Modern C++ Architecture Principles
Effective software architecture follows several key practices:
- Prefer single inheritance combined with interfaces over multiple inheritance
- Maintain a single inheritance hierarchy through a top-level abstract base class
- Favor composition over inheritance where possible
The flexibility of C++ allows multiple inheritance trees, but this can lead to portability issues. Compiler differences may cause identical code to behave differently across platforms. For instance, older compilers returned null pointers on failed memory allocation, while modern compilers typically throw exceptions, creating inconsistency.
Creating a foundational Object class addresses these concerns by:
- Following established design patterns where all data structures inherit from a common base
- Standardizing dynamic memory allocation behavior to improve code portability
Implementation
Header Definition
#ifndef BASE_OBJECT_H
#define BASE_OBJECT_H
namespace Framework
{
class Object
{
public:
void* operator new (unsigned int bytes) throw();
void operator delete(void* ptr);
void* operator new[] (unsigned int bytes) throw();
void operator delete[] (void* ptr);
virtual ~Object() = 0;
};
}
#endif // BASE_OBJECT_H
Note that the throw() specification ensures no exceptions are thrown on allocation failure. The pure virtual destructor enables runtime type identification for all derived classes.
Implementation Source
#include "Object.h"

_Records_
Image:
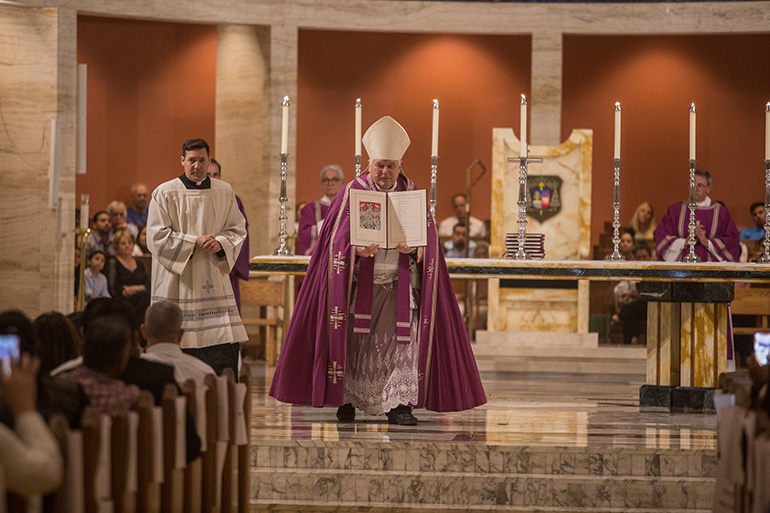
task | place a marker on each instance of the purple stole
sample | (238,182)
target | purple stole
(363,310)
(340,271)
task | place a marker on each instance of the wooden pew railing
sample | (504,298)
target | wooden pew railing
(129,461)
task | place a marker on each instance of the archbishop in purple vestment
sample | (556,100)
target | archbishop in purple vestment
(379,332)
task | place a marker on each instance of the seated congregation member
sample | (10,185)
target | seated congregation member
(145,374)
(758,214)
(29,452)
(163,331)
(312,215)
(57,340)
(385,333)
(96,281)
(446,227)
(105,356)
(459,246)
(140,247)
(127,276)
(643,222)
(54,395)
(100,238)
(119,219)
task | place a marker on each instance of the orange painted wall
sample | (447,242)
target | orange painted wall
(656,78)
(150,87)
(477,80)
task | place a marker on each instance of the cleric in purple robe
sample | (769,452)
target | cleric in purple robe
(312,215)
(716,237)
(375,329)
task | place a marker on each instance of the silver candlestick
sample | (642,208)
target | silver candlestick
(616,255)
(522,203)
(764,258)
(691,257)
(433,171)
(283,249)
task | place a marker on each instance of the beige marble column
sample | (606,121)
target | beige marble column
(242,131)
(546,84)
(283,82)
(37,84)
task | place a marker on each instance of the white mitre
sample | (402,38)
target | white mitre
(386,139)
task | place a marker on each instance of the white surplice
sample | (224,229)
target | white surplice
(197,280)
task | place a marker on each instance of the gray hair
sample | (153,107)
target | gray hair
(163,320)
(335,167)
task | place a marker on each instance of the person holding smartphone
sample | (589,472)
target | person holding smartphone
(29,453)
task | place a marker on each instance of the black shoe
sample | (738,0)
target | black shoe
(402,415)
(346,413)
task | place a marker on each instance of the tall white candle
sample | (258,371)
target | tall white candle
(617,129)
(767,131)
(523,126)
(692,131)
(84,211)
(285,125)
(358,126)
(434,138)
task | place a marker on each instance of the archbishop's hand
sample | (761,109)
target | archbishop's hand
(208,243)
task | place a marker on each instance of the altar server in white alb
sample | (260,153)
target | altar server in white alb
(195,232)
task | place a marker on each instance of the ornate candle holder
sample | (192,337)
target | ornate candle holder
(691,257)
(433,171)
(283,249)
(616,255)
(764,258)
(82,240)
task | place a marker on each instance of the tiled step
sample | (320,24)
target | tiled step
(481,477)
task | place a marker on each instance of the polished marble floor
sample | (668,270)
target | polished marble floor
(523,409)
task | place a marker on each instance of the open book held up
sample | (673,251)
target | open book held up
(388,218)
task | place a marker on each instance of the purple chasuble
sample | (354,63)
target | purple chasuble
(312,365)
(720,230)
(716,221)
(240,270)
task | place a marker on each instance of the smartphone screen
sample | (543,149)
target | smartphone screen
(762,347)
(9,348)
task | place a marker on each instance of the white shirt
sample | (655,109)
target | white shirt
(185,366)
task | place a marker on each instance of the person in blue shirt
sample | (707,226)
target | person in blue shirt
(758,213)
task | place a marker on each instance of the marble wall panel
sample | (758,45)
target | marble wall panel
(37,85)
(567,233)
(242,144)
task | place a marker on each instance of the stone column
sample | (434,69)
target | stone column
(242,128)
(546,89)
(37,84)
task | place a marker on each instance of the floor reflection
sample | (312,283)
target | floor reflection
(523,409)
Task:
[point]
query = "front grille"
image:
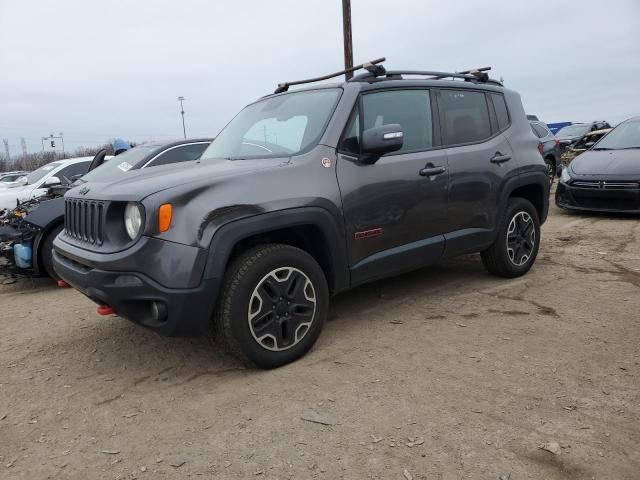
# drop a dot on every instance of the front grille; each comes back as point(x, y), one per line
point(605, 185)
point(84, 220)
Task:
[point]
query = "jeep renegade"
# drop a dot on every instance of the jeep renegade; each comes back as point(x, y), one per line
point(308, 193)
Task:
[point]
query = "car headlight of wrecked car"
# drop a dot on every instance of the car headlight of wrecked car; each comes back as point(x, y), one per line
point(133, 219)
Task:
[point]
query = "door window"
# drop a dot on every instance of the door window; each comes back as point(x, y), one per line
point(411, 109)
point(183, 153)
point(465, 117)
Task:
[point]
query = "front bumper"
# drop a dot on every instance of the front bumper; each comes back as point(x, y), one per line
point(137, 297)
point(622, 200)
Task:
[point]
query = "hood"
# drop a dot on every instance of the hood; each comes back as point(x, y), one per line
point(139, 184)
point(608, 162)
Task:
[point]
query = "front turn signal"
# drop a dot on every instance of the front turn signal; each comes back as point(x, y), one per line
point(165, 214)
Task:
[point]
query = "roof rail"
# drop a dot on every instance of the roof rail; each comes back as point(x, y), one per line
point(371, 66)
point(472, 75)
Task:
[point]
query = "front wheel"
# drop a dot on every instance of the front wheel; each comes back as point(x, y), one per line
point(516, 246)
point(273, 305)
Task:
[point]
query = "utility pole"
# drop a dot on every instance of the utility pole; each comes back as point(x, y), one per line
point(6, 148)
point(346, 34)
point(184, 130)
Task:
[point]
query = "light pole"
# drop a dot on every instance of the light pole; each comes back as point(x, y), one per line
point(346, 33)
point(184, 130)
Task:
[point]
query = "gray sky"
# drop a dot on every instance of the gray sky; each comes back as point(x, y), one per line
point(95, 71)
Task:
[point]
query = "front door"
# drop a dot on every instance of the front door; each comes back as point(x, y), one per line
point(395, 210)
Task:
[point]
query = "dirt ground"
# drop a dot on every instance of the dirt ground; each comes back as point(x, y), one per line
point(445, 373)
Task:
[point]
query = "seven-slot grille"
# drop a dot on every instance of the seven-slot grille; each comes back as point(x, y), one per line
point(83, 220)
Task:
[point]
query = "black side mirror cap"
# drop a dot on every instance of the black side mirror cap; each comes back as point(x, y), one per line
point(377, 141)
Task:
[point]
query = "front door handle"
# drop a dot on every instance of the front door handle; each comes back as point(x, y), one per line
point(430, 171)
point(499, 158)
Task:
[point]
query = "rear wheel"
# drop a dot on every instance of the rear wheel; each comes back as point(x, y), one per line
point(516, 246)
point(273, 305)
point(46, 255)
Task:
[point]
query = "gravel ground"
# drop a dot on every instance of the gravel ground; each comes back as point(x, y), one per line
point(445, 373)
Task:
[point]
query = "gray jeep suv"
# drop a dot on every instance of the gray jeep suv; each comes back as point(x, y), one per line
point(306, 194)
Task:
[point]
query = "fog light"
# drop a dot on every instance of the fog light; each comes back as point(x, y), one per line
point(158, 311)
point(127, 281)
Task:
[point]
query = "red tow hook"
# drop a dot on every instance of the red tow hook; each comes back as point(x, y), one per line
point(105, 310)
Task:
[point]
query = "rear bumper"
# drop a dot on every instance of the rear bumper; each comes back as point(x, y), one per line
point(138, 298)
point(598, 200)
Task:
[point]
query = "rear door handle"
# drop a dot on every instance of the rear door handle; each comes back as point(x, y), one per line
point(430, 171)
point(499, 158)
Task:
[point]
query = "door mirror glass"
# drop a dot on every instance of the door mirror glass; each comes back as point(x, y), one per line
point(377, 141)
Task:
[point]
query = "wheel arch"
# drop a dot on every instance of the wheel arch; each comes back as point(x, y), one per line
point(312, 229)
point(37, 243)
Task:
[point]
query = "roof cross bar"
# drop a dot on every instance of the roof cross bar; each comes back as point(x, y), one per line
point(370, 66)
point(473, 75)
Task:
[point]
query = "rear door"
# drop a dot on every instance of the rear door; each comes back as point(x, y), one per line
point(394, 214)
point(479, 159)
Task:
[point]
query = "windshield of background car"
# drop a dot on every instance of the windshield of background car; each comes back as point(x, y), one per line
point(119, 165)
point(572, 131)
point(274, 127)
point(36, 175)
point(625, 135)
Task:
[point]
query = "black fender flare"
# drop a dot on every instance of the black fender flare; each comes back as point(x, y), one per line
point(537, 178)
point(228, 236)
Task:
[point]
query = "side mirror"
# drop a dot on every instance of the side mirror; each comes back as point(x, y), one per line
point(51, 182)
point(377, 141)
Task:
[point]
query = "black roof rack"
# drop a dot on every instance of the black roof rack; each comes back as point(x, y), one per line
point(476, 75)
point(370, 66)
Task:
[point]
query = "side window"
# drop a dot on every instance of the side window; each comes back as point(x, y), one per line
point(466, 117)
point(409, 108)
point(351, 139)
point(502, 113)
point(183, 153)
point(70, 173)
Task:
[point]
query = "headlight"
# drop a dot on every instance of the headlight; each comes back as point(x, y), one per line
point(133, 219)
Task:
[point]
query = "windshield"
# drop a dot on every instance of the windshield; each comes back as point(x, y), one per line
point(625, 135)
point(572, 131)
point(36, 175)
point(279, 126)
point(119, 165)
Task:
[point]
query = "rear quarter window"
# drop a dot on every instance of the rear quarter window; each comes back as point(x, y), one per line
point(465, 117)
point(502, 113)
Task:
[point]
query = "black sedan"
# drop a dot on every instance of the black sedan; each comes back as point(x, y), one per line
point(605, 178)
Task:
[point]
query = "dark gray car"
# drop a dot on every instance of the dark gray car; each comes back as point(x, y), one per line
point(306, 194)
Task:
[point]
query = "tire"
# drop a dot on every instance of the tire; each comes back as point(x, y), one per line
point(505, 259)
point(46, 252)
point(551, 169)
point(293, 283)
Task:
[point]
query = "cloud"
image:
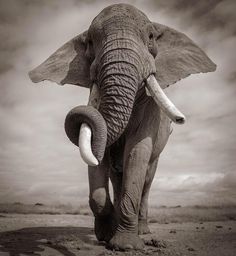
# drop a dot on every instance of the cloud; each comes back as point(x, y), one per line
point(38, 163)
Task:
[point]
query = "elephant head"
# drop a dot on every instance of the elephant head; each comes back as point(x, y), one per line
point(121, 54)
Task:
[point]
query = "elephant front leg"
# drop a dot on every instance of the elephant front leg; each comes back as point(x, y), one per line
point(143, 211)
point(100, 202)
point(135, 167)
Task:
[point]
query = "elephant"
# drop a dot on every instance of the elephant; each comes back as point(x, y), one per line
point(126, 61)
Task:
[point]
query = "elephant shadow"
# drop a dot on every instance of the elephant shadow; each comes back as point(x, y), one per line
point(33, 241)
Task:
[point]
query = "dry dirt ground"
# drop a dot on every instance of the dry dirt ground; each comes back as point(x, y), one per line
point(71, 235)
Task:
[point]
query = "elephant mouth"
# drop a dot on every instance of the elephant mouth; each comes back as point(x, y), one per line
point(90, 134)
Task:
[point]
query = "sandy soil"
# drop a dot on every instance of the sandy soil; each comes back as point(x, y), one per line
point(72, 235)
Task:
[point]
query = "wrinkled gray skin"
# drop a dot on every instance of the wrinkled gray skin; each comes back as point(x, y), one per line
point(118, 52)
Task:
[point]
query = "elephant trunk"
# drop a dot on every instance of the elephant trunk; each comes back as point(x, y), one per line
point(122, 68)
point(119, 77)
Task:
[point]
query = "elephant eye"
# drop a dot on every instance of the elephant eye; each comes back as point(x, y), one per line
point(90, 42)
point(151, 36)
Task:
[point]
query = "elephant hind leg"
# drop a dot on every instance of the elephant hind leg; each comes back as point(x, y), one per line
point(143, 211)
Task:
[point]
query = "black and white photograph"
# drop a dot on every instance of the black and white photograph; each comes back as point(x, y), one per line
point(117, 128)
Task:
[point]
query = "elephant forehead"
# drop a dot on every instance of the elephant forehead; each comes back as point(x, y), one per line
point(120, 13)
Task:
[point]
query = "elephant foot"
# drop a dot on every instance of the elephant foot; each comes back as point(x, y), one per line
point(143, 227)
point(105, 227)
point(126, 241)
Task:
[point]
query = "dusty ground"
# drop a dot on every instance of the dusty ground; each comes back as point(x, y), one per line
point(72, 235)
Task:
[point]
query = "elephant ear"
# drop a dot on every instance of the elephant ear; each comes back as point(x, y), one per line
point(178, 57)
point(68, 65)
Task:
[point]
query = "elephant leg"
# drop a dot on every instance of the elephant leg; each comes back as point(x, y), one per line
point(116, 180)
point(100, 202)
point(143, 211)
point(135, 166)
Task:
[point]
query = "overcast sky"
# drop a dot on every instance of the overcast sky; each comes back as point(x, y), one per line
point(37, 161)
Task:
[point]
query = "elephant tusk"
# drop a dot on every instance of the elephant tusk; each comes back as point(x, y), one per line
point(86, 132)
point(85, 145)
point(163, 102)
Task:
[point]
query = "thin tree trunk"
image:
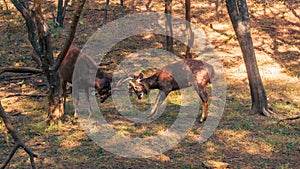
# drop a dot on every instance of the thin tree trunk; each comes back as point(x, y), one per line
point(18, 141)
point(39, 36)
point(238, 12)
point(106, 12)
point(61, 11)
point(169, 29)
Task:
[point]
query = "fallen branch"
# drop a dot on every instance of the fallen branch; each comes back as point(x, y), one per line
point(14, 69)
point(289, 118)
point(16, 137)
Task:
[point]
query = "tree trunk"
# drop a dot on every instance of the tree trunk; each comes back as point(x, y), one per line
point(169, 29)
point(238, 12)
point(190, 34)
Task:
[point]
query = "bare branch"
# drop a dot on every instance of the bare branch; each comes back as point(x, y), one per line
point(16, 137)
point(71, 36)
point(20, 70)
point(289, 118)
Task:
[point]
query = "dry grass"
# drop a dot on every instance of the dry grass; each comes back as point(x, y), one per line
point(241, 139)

_Task description_
Pick up the article on the C++ Object base class and continue it from its final line. The material is not needed here.

_Reply_
#include <cstdlib>
#include <iostream>
using namespace std;
namespace Framework
{
void* Object::operator new (unsigned int bytes) throw()
{
cout << "Allocating: " << bytes << " bytes" << endl;
return malloc(bytes);
}
void Object::operator delete(void* ptr)
{
cout << "Deallocating pointer: " << ptr << endl;
free(ptr);
}
void* Object::operator new[] (unsigned int bytes) throw()
{
cout << "Array allocation: " << bytes << " bytes" << endl;
return malloc(bytes);
}
void Object::operator delete[] (void* ptr)
{
cout << "Array deallocation" << endl;
free(ptr);
}
Object::~Object()
{
// Pure virtual destructor requires definition
}
}
The pure virtual destructor must be defined. Debug output statements are included for demonstration purposes.
Usage Example
#include <iostream>
#include "Object.h"
using namespace std;
using namespace Framework;
class DataContainer : public Object
{
public:
int x;
int y;
};
class ExtendedContainer : public DataContainer
{
public:
int z;
};
int main()
{
Object* item1 = new DataContainer();
Object* item2 = new ExtendedContainer();
cout << "Address 1: " << item1 << endl;
cout << "Address 2: " << item2 << endl;
delete item1;
delete item2;
return 0;
}
Execution demonstrates custom memory management operators being invoked and proper vtable initialization.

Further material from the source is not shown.